*Task goal*. Please update the data from the line with "label: butterfly thorax" to the line with "[19,36,268,200]" by changing "matching object" to "matching item" and keeping everything else the same. Return only those lines.

"""

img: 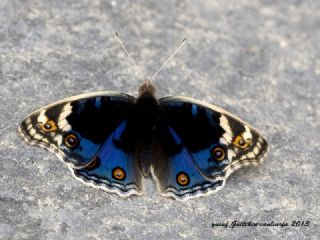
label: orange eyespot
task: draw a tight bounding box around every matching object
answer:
[64,133,79,148]
[233,134,251,149]
[112,167,126,181]
[211,147,225,161]
[176,172,189,186]
[40,120,58,132]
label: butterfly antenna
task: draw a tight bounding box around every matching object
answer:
[150,38,187,82]
[116,32,146,81]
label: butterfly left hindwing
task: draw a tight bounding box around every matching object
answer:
[19,92,143,196]
[153,97,268,200]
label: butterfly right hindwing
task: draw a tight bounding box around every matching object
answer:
[149,97,268,200]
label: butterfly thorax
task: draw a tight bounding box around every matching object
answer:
[134,81,160,175]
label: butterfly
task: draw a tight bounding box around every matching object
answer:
[19,36,268,201]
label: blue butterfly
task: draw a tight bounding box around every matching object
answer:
[19,36,268,200]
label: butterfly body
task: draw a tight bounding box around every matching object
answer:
[19,81,268,200]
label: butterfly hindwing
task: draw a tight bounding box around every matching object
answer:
[19,92,142,196]
[151,126,223,200]
[73,121,143,196]
[153,97,268,200]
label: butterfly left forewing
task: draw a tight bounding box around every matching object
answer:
[19,92,142,196]
[154,97,268,200]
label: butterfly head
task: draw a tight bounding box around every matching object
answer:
[139,80,156,97]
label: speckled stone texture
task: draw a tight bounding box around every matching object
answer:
[0,0,320,240]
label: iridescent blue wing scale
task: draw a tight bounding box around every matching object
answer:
[152,97,268,200]
[19,92,142,196]
[73,121,143,197]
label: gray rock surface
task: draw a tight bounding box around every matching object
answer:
[0,0,320,239]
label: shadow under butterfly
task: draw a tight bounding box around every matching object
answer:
[19,35,268,201]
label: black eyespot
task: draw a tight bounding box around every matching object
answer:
[233,134,251,149]
[40,120,57,132]
[176,172,190,186]
[64,133,79,148]
[112,167,126,181]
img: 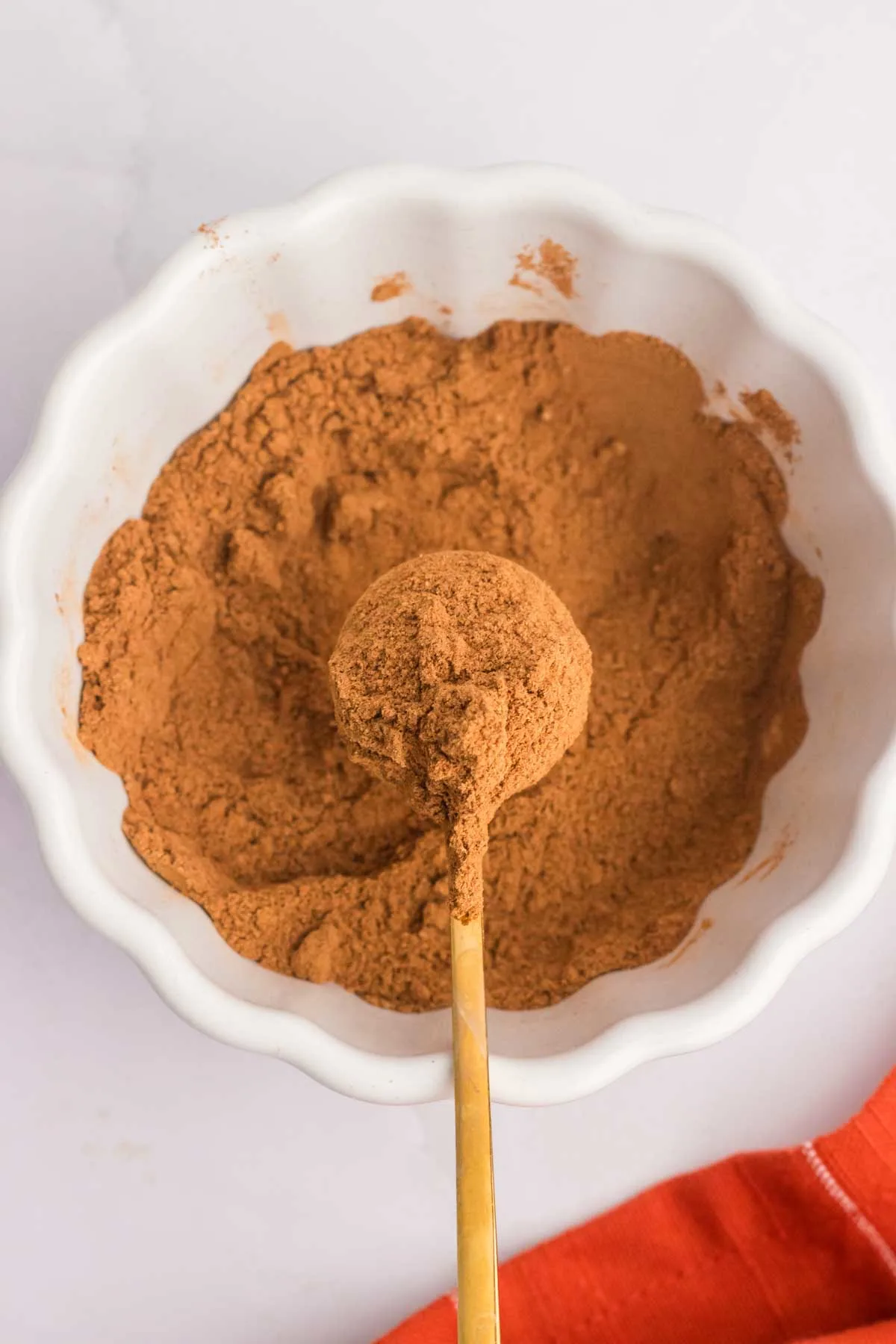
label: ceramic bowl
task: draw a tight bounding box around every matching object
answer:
[0,165,896,1104]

"""

*Output for this exercise*.
label: butterfly thorax
task: draw a tight bounding box around every matching item
answer:
[134,81,160,175]
label: butterfly
task: draw a tight bounding box around every matching item
answer:
[19,36,268,201]
label: blue butterfly
task: draw a tight bounding box around every matching item
answer:
[19,36,268,200]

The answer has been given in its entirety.